[START SOURCE DOCUMENT]

Data Preprocessing

StevenJokes · June 10, 2020, 12:26pm

Tried an hour to search some related contents and understand functions of pandas.

import os
data_file = '../data/results11.csv'
import pandas as pd
data = pd.read_csv(data_file)
print(data.head())
# calculate the max of the NaN numbers of all columns 
m = max(data.isnull().sum(axis = 0))
data_dropmaxnan = data.dropna(axis = 1, thresh = len(data)+1-m)

thresh: Keep only the rows with at least len(data)+1-m non-NA values.
The colomn that has max NaN value has len(data)-m non-NA values.
We don’t want it, so plus 1.

For more:

dropna:
https://pandas.pydata.org/pandas-docs/stable/reference/api/pandas.DataFrame.dropna.html?highlight=dropna#pandas.DataFrame.dropna

How to get it by myself?
The loop of dataframe’s colomns is hard to write…
How to read the source code of pandas’ functions?
For example:dataframe.isnull().sum
I wanna figure out how to loop by dataframe’s colomns.

[END SOURCE DOCUMENT]

(GOAL) Print the forum post on data preprocessing word for word, from "The colomn that" to "it by myself?".

[START DATA EXTRACT]

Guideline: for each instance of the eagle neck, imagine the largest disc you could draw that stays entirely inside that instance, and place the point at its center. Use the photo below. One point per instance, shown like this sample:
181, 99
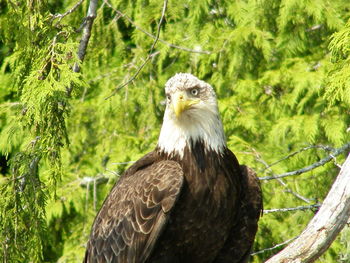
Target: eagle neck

[END DATA EXTRACT]

(THE RESPONSE)
The colomn that has max NaN value has len(data)-m non-NA values.
We don’t want it, so plus 1.

For more:

dropna:
https://pandas.pydata.org/pandas-docs/stable/reference/api/pandas.DataFrame.dropna.html?highlight=dropna#pandas.DataFrame.dropna

How to get it by myself?